▸ Short task: Write out every one of the lines below word for word, leaving the pictures out.

▸ Supplied records:
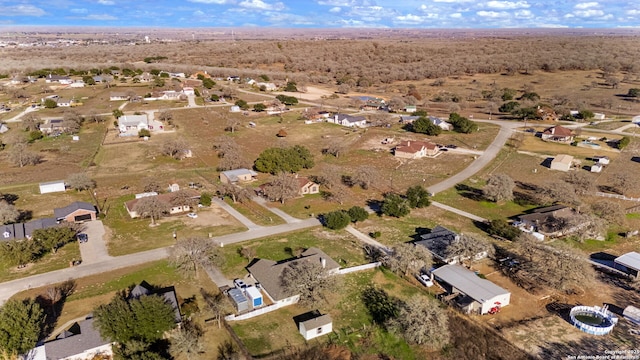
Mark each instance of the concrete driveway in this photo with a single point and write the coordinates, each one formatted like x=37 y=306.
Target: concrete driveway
x=94 y=250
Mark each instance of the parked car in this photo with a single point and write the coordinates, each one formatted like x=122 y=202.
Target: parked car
x=425 y=280
x=82 y=238
x=239 y=284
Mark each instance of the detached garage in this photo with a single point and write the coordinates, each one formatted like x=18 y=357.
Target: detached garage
x=52 y=186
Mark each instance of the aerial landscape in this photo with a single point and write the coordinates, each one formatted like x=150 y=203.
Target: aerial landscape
x=218 y=179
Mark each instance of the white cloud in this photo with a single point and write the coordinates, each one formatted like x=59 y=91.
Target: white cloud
x=261 y=5
x=217 y=2
x=22 y=10
x=492 y=14
x=100 y=17
x=588 y=5
x=506 y=5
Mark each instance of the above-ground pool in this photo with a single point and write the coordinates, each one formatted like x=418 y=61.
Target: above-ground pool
x=593 y=319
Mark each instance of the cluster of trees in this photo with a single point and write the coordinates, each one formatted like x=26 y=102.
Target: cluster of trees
x=399 y=206
x=337 y=220
x=22 y=251
x=289 y=160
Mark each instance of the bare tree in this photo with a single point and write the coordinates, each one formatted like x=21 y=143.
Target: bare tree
x=80 y=181
x=469 y=248
x=218 y=305
x=421 y=321
x=308 y=279
x=31 y=122
x=188 y=254
x=366 y=176
x=499 y=188
x=8 y=213
x=151 y=207
x=408 y=258
x=282 y=188
x=175 y=148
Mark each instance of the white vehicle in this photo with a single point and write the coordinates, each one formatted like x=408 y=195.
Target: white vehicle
x=425 y=280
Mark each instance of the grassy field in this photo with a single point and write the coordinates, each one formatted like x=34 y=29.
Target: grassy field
x=340 y=246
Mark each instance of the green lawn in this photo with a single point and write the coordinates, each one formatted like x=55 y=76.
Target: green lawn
x=341 y=246
x=49 y=262
x=135 y=235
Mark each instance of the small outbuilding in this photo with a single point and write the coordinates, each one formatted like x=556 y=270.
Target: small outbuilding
x=52 y=186
x=629 y=263
x=240 y=301
x=315 y=327
x=562 y=163
x=254 y=296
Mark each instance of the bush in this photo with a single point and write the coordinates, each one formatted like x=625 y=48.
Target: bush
x=337 y=220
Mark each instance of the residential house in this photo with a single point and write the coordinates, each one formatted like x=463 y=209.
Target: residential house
x=76 y=212
x=439 y=240
x=168 y=199
x=80 y=341
x=52 y=186
x=348 y=120
x=561 y=163
x=268 y=273
x=412 y=149
x=473 y=294
x=558 y=134
x=237 y=175
x=119 y=96
x=629 y=263
x=312 y=324
x=552 y=221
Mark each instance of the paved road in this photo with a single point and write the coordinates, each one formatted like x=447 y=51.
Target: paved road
x=94 y=250
x=233 y=212
x=506 y=129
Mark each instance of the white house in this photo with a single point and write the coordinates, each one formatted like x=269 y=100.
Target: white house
x=318 y=326
x=52 y=186
x=475 y=295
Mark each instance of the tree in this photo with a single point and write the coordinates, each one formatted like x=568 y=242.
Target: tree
x=276 y=160
x=20 y=156
x=309 y=279
x=467 y=248
x=499 y=188
x=282 y=188
x=151 y=207
x=21 y=322
x=337 y=220
x=425 y=126
x=395 y=205
x=50 y=104
x=144 y=319
x=357 y=213
x=80 y=181
x=421 y=321
x=407 y=258
x=8 y=213
x=418 y=197
x=53 y=238
x=175 y=148
x=188 y=254
x=502 y=228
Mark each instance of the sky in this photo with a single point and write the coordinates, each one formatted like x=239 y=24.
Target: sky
x=438 y=14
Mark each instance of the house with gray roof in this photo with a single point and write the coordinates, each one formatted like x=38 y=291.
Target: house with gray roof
x=269 y=272
x=80 y=341
x=470 y=292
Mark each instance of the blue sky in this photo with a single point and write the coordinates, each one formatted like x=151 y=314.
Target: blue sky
x=325 y=13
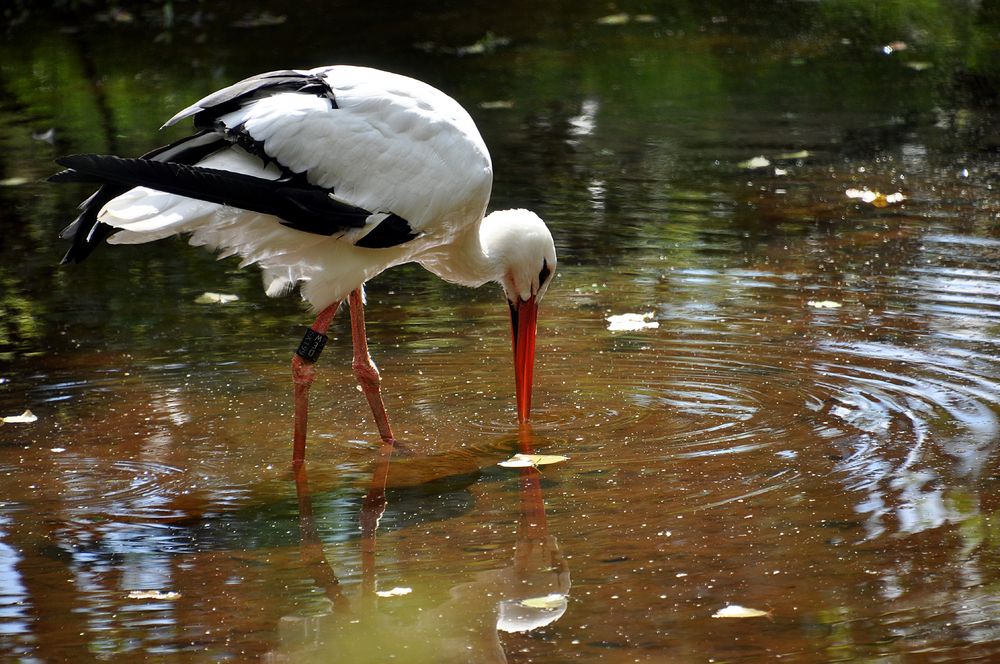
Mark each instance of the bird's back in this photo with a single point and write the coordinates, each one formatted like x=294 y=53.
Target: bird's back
x=392 y=146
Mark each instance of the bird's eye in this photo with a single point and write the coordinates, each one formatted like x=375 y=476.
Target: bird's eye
x=544 y=274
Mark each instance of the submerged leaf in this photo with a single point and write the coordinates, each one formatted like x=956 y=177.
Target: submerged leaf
x=757 y=162
x=801 y=154
x=153 y=594
x=531 y=460
x=27 y=417
x=737 y=611
x=614 y=19
x=632 y=322
x=876 y=198
x=550 y=601
x=216 y=298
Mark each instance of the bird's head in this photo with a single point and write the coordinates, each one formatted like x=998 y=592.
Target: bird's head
x=521 y=245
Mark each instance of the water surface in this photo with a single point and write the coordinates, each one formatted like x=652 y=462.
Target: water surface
x=810 y=430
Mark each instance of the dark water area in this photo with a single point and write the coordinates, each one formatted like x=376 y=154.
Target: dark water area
x=797 y=200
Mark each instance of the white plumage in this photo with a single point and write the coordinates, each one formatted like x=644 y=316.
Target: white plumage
x=392 y=144
x=325 y=178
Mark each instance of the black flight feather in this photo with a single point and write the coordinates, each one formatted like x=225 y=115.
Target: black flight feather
x=305 y=208
x=86 y=231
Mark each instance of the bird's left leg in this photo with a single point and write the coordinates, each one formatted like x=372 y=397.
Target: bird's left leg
x=365 y=370
x=303 y=374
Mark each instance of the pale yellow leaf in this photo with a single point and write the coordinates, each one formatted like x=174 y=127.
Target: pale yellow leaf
x=550 y=601
x=216 y=298
x=27 y=417
x=737 y=611
x=153 y=594
x=531 y=460
x=632 y=322
x=614 y=19
x=757 y=162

▸ Solution to this exercise:
Mark each instance of the concrete driveway in this photo with a single point and write the coordinates, each one formatted like x=37 y=306.
Target: concrete driveway
x=94 y=250
Mark each instance of the parked car in this photo with a single point and write the coordinates, each one formatted like x=122 y=202.
Target: parked car
x=425 y=280
x=82 y=238
x=239 y=284
Mark each instance of the detached garage in this photo with a single point and write the coordinates, each one formatted like x=18 y=357.
Target: detached garage
x=52 y=186
Mark each instance of the aerial landscape in this photo with a single point and write the coordinates, each one formatted like x=150 y=203.
Target: aerial landscape
x=218 y=179
Mark each instance of the white cloud in this photo with a single point and write the coordinates, each one formatted like x=59 y=91.
Target: white cloud
x=261 y=5
x=217 y=2
x=22 y=10
x=492 y=14
x=100 y=17
x=588 y=5
x=506 y=5
Mark each instance of the above-ground pool in this photo with a single point and write the coordinates, each one formatted like x=418 y=61.
Target: above-ground pool
x=593 y=319
Mark each instance of the cluster of trees in this photo with a single point and write the coordinates, each one formatted like x=26 y=102.
Target: cluster of trees
x=399 y=206
x=337 y=220
x=22 y=251
x=289 y=160
Mark each instance of the bare tree in this photo with a single point and write the coordinates, each one formatted like x=21 y=143.
Target: bare tree
x=80 y=181
x=469 y=248
x=218 y=305
x=421 y=321
x=308 y=279
x=31 y=122
x=188 y=254
x=366 y=176
x=499 y=188
x=8 y=213
x=151 y=207
x=408 y=258
x=282 y=188
x=175 y=148
Mark each instance of the white vehicle in this photo with a single point and write the coordinates, each one formatted like x=408 y=195.
Target: white vehicle
x=425 y=280
Mark each instance of the grassy field in this photo with a single point and write the coordinates, each one formatted like x=34 y=29.
Target: grassy field
x=340 y=246
Mark each instance of the green lawn in this photo with a single point and write the coordinates, each one formatted like x=55 y=76.
Target: green lawn
x=341 y=246
x=49 y=262
x=135 y=235
Mark each instance of the small outbuilding in this photo with a single point and write the coordinates, each one formatted like x=556 y=270.
Target: small outbuilding
x=52 y=186
x=629 y=263
x=240 y=301
x=315 y=327
x=562 y=163
x=254 y=296
Mark each instance of the bush in this photo with a single point and write the coordinates, each one formatted like x=625 y=48.
Target: bush
x=337 y=220
Mark each instance of the residential house in this photo with a single point and write the coordinates, each one formatted like x=463 y=209.
Target: residential house
x=76 y=212
x=439 y=240
x=168 y=199
x=80 y=341
x=52 y=186
x=348 y=120
x=561 y=163
x=268 y=273
x=412 y=149
x=473 y=294
x=558 y=134
x=237 y=175
x=119 y=96
x=629 y=263
x=312 y=324
x=552 y=221
Mark each instance of the paved road in this photo with a single point and write the coordinates, each one formatted like x=447 y=51.
Target: paved road
x=94 y=250
x=233 y=212
x=506 y=129
Mark each instance of the white house in this photo with a single point and write the coordinates, each one formatted like x=269 y=100.
Target: white house
x=318 y=326
x=52 y=186
x=475 y=295
Mark each instance of the tree in this photo with a single point and write the coordinates, each one formatted like x=568 y=242.
Target: tree
x=276 y=160
x=20 y=156
x=309 y=279
x=467 y=248
x=499 y=188
x=282 y=188
x=151 y=207
x=21 y=322
x=337 y=220
x=425 y=126
x=395 y=205
x=50 y=104
x=144 y=319
x=357 y=213
x=80 y=181
x=421 y=321
x=407 y=258
x=8 y=213
x=418 y=197
x=53 y=238
x=175 y=148
x=188 y=254
x=502 y=228
Mark each instance of the sky in this photo with a single point and write the coordinates, each one formatted like x=239 y=24.
Target: sky
x=438 y=14
Mark each instance of the house with gray roof in this photo with a single point and write the coordinates, each one formatted like x=38 y=291.
Target: house with gray roof
x=269 y=272
x=80 y=341
x=470 y=292
Mark each instance of the blue sky in this photo with a single point and write the coordinates, each one formatted like x=151 y=314.
Target: blue sky
x=325 y=13
Mark each instance of the bird's back in this photo with a single point and write the coordinates, each one formatted like x=294 y=53.
Target: bird's back
x=392 y=146
Mark each instance of the bird's eye in this photo with a single point and write the coordinates, each one formatted like x=375 y=476.
Target: bird's eye
x=544 y=274
Mark each instance of the submerged leaf in this photo with a single point and write the coordinates, each one formatted like x=956 y=177.
Target: submerged leaf
x=757 y=162
x=801 y=154
x=153 y=594
x=531 y=460
x=27 y=417
x=737 y=611
x=614 y=19
x=632 y=322
x=876 y=198
x=550 y=601
x=216 y=298
Mark each instance of the bird's head in this photo with a single point and write the coordinates, each one formatted like x=998 y=592.
Target: bird's head
x=521 y=245
Mark each instance of the water surface in this photo with a single point and write the coordinates, each one formatted like x=652 y=462.
Target: water surface
x=810 y=430
Mark each instance of the dark water area in this photo with a single point and write the coordinates, each one formatted like x=376 y=154.
Target: dark water area
x=797 y=200
Mark each instance of the white plumage in this photo with a single point and write the coordinates, each one formatted like x=644 y=316.
Target: white plumage
x=392 y=144
x=325 y=178
Mark each instance of the black flight feather in this photo with a single point and write the coordinates, each one formatted like x=225 y=115.
Target: black flight feather
x=305 y=208
x=86 y=231
Mark each instance of the bird's left leg in this photo with a single point and write the coordinates, each one formatted like x=372 y=397.
Target: bird's left leg
x=365 y=370
x=303 y=374
Mark each instance of the pale yellow leaf in this photo with a single point and write the coordinates, each one formatted like x=174 y=127.
Target: pale yellow leaf
x=550 y=601
x=216 y=298
x=27 y=417
x=737 y=611
x=153 y=594
x=531 y=460
x=632 y=322
x=614 y=19
x=757 y=162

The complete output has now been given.